---------- Text segment ----------
I’ve been having this weird feeling lately that I’m not really living in my body. An awareness of me watching me, observing my own life, is a strange sensation. So is this the Covid Conundrum? Social isolation may be isolating me from myself. Do I need personal relationships to have a relationship with myself?
Earlier this year, I could walk into “my coffee shop, my home away from home, my office” and be greeted by a familiar face who asked me if I wanted my usual chocolate and raspberry scone. Albeit on a transactional level, they saw me, they knew me and vice versa. Pleasantries were exchanged about the weather and the news while my coffee was being dispensed. My table was occupied—by me. I had boundaries. I wrote and I worked and life was good. Maybe the best aspect of my coffee shop was the friends who joined me there for coffee. I told them to meet me at my office and they knew what I meant.
As the world began to open up after lockdown I had to make difficult decisions. Did I feel safe in particular settings and would my friends understand my limits? Several times I had to cancel plans to get together because I was overwhelmed by fear and stopped by a strong belief that the situation was not safe. Friends had different comfort levels and I wanted to be like them, but I had to trust myself. I questioned my decisions and their decisions too, and I began to feel like I was becoming judgmental of myself. I compared myself to others and began to watch myself navigate the post lockdown world and see how I appeared to others. Why wasn’t my comfort level with being out and about the same as some of my friends? Did they know something I didn’t know?
So now it looks as if vaccine could be widely distributed in my risk level in early 2021. The end of the long experiment of Covid isolation and social distancing will produce unknown results. I know I can’t drop my Covid identity immediately, and I’m not sure what changes the year long Covid world has produced in me. I’m afraid I won’t recognize myself and I doubt I will be able to slip back into my old roles and life with ease. I’ve changed and I won’t be the same as I try to fit myself into the new me. It will be interesting.
---------- Data for review ----------
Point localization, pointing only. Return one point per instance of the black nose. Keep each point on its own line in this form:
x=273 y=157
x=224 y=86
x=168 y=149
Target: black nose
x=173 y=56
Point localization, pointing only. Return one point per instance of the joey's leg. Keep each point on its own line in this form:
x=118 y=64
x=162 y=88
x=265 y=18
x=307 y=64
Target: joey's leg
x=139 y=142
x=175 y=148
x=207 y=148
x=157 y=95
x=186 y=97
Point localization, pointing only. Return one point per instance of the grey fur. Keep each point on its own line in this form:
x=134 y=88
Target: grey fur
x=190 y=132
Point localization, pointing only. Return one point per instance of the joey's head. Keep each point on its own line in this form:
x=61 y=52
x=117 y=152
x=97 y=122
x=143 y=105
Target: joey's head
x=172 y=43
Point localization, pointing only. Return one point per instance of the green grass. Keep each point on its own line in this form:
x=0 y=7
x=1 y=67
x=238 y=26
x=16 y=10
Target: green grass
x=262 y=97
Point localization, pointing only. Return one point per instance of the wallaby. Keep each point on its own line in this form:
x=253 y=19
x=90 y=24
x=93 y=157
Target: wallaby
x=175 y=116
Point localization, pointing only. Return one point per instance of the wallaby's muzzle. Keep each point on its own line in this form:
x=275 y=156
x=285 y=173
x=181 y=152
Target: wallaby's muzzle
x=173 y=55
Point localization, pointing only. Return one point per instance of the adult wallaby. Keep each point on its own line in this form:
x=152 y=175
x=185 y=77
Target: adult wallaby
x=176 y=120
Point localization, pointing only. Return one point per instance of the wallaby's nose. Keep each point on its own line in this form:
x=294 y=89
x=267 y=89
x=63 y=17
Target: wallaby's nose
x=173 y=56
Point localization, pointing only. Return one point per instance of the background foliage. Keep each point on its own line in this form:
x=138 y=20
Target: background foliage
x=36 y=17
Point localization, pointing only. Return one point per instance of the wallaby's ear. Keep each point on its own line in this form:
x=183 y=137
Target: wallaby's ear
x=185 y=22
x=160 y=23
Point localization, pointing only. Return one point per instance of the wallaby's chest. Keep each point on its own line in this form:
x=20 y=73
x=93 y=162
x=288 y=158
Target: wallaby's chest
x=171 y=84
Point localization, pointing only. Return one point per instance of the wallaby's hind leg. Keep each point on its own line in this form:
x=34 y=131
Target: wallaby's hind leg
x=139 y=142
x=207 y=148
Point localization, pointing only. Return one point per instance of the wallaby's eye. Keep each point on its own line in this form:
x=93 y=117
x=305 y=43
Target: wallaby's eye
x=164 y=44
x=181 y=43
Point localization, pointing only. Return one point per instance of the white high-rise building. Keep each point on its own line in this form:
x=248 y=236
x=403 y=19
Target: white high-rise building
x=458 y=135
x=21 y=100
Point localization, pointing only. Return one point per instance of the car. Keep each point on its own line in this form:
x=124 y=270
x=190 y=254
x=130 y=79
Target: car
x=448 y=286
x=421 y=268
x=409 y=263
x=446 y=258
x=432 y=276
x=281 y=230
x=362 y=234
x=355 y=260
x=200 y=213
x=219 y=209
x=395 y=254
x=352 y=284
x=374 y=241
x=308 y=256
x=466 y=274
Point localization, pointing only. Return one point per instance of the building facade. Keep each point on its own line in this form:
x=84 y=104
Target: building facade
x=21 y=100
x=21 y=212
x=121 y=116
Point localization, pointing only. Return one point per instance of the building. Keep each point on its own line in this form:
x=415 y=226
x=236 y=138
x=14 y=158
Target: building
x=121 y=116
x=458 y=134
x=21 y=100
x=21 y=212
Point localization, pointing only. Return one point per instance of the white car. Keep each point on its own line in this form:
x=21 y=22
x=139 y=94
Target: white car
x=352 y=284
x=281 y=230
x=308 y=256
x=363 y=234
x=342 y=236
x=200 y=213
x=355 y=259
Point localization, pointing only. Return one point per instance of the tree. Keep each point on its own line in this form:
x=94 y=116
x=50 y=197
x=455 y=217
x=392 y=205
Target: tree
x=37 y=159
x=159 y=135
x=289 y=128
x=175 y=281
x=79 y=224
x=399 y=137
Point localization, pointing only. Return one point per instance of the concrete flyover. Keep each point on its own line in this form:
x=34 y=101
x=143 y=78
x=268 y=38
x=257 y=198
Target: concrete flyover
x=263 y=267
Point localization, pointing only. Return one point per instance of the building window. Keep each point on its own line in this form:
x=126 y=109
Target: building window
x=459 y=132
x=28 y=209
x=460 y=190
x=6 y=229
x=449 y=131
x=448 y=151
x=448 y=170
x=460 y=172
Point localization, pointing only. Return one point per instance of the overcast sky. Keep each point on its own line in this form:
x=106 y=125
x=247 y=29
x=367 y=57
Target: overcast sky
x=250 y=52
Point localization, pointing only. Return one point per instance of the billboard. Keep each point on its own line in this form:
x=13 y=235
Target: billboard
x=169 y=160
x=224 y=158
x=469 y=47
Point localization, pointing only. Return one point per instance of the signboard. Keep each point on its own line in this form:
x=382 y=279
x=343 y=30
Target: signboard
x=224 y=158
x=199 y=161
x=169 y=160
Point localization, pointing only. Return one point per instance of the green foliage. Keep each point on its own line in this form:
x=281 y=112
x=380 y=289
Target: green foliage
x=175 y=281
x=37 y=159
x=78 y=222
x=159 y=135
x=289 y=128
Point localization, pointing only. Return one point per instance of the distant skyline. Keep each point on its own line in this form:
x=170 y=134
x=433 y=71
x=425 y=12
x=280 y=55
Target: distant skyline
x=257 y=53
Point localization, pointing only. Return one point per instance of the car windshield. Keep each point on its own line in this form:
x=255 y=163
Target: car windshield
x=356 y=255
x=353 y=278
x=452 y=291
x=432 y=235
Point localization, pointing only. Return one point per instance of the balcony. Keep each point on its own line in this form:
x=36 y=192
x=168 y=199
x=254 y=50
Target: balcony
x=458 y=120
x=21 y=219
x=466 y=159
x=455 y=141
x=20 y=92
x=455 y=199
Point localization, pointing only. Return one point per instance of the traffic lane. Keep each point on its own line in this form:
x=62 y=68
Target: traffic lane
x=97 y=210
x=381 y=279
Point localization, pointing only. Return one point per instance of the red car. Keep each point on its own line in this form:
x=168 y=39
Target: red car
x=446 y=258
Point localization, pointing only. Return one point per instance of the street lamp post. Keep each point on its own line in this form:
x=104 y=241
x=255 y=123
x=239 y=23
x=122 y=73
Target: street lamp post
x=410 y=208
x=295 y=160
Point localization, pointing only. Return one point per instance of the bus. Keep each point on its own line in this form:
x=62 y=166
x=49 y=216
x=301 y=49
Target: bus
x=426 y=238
----------
> _Task to complete_:
Answer these questions about the essay, one a line:
1. What kind of scone was the writer usually offered at the coffee shop?
2. Where did the writer tell friends to meet?
3. When could the vaccine be widely distributed in the writer's risk level?
Please set the listing aside, since it has no role here.

> _Finished exercise_:
1. A chocolate and raspberry scone.
2. At "my office," the writer's coffee shop.
3. In early 2021.